--- 本文抜粋 ---

都が示しているように、確かにそれは、民間に関わらず、行政の窓口の現場でも起こり得る。住民課で窓口業務をこなしているある区役所職員はこう話す。
「裏金問題やかつての政治家の年金未納問題など、政治家の不祥事が起こると、窓口に来る人もイラだっていることが多いですね。特に住民税や国民健康保険(国保)、年金などの徴収係は風当たりが強い。納付書が届くと〝政治家は金をガメてるのに、なんでこんなに高いんだ〟と文句を言われることは日常茶飯事です。
身分確認ができないので、印鑑証明書が即日発行できないことを説明すると、〝融通が利かねえな。てめえらバカか、このお役所仕事が!〟と怒鳴られたこともあります。また窓口で1時間近く怒声を浴びせ続けられたり、『アホか!』『このハゲ!』などと暴言を吐かれた同僚もいます。
ハナから〝親方日の丸〟で、〝お前ら、恵まれてるんだろ〟というけんか越しでくる人も結構います。窓口ではヤバそうな人が来ると、職員どうしでアイコンタクトして、誰が対応するか、心理的ななすり付け合いが起こりますね」
この職員によれば、「お役所仕事」と言われようとも、法律でできることとできないことは決まっており、相手の要求にすべて応えることはできないので、窓口業務の心理的負担は大きいという。
地方自治体職員へのカウンセリングを担当している臨床心理士がつけ加える。
「確かに行政は民間に比べて恵まれているという見方もありますが、そうした住民への対応でうつを発症してしまう例はあります。彼らは、民間のサービス業とは違い『イヤならよそに行け』とは言えませんから。それに、コロナ対策やマイナンバー制度など、国の施策はいつも急でコロコロ変わり、実務は、各自治体の保健所とか行政の窓口など、地方自治体が担うことがほとんどなので、末端の職員は、そのたびに、マニュアルを覚えたり、その対応に追われていて、負担は大きいようです」
もともとこうしたカスハラ事案に関しては、暴言やどう喝について対応する法令としては、「威力業務妨害」や「強要罪」などが存在するが、今回、東京都が制定する「カスハラ防止条例」によって、官民問わず、顧客に対応する人たちの負担を軽減し、ユーザー側の意識改革も進むだろうか――。

--- 資料 ---

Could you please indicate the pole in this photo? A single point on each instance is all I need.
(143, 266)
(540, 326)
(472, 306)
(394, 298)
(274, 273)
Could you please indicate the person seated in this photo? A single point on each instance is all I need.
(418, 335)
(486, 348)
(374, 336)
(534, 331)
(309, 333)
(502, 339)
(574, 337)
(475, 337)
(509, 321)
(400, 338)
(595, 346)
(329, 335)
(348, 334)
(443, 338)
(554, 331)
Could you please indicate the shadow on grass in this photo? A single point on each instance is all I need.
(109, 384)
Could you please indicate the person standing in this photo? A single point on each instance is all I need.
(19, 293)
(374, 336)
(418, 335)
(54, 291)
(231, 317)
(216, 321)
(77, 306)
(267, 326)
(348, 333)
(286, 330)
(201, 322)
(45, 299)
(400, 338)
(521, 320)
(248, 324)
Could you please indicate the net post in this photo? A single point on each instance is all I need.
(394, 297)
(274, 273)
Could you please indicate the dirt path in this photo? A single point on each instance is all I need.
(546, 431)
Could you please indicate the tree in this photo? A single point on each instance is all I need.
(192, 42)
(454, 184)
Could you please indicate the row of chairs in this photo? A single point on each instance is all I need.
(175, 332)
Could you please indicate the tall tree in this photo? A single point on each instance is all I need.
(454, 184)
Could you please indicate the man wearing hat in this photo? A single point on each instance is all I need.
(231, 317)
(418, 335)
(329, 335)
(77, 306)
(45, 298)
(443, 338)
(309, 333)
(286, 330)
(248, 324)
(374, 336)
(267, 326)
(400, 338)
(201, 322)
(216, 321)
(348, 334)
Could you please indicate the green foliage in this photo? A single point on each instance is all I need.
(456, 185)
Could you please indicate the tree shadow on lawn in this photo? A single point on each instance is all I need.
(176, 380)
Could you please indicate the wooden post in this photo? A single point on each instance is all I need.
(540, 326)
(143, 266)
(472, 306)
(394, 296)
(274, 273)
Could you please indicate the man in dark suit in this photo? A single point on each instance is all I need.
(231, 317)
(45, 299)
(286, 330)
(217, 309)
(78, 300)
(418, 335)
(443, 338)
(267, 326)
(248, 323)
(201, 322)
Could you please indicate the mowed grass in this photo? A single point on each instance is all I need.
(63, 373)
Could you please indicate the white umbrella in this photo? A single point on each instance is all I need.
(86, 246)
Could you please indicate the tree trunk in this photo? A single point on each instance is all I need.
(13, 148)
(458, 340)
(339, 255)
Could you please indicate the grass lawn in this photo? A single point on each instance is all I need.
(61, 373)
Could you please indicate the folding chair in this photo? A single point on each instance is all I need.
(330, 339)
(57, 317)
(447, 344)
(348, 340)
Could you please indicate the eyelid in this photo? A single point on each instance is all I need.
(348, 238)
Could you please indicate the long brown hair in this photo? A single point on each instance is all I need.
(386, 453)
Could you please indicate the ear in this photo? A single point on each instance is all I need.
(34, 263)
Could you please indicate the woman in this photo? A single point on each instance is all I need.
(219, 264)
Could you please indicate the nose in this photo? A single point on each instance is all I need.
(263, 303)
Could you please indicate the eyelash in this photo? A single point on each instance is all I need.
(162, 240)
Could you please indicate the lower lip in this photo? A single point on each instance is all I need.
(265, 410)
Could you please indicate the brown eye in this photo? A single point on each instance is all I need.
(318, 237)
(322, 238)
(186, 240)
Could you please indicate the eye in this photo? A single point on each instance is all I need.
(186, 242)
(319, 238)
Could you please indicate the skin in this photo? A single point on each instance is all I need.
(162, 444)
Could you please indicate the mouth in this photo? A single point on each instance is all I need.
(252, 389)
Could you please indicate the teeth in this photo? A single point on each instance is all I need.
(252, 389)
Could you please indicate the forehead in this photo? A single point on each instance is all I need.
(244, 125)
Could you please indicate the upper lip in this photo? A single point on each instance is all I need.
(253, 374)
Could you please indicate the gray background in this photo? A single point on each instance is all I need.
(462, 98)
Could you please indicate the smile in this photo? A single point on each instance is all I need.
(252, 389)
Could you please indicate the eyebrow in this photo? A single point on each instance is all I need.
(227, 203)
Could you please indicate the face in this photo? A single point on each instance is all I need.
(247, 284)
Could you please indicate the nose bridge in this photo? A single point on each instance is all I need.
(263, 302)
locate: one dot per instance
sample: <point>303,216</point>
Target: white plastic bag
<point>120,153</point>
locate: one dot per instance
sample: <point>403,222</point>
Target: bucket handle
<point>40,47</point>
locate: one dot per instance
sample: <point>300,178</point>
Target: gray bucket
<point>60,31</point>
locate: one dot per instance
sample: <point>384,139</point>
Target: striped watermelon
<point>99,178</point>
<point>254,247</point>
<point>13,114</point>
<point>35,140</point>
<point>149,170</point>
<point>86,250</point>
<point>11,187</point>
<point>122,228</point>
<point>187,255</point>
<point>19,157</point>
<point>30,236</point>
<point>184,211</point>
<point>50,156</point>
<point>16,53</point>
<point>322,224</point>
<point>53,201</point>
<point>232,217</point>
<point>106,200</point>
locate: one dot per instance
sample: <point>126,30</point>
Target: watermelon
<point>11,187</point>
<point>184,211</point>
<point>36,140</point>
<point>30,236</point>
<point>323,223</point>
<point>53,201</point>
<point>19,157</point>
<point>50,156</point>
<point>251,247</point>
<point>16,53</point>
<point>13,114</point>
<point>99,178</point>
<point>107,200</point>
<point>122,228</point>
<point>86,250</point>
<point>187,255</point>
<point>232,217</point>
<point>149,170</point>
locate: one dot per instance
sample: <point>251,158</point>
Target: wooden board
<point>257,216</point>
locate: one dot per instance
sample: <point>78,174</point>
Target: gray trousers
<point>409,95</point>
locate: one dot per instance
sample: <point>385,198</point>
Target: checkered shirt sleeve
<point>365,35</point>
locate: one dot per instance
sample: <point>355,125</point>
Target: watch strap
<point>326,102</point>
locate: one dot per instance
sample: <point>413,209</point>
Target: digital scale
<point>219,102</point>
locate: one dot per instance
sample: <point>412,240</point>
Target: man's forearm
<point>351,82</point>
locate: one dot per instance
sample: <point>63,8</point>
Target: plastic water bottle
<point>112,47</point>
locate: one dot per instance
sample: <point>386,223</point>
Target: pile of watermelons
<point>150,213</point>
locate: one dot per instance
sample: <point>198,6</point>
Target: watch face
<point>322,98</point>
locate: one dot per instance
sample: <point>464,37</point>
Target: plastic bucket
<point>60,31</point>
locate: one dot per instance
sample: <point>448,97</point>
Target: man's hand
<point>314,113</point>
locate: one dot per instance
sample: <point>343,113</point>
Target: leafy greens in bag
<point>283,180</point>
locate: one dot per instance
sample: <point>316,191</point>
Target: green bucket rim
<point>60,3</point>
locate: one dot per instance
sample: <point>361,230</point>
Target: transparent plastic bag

---

### 課題:
**A)** 本文抜粋によると、東京都が制定する条例の名称は何か。
**B)** 本文抜粋の「都が示しているように、確かに」から「すり付け合いが起こりますね」」までを、一字も変えずにすべて書き写すこと。
**C)** 本文抜粋で、徴収係の風当たりが強いとされている徴収の対象をすべて挙げること。

### 解答:
**A)** 「カスハラ防止条例」

**B)**
都が示しているように、確かにそれは、民間に関わらず、行政の窓口の現場でも起こり得る。住民課で窓口業務をこなしているある区役所職員はこう話す。
「裏金問題やかつての政治家の年金未納問題など、政治家の不祥事が起こると、窓口に来る人もイラだっていることが多いですね。特に住民税や国民健康保険(国保)、年金などの徴収係は風当たりが強い。納付書が届くと〝政治家は金をガメてるのに、なんでこんなに高いんだ〟と文句を言われることは日常茶飯事です。
身分確認ができないので、印鑑証明書が即日発行できないことを説明すると、〝融通が利かねえな。てめえらバカか、このお役所仕事が!〟と怒鳴られたこともあります。また窓口で1時間近く怒声を浴びせ続けられたり、『アホか!』『このハゲ!』などと暴言を吐かれた同僚もいます。
ハナから〝親方日の丸〟で、〝お前ら、恵まれてるんだろ〟というけんか越しでくる人も結構います。窓口ではヤバそうな人が来ると、職員どうしでアイコンタクトして、誰が対応するか、心理的ななすり付け合いが起こりますね」

**C)**
- 住民税
- 国民健康保険(国保)
- 年金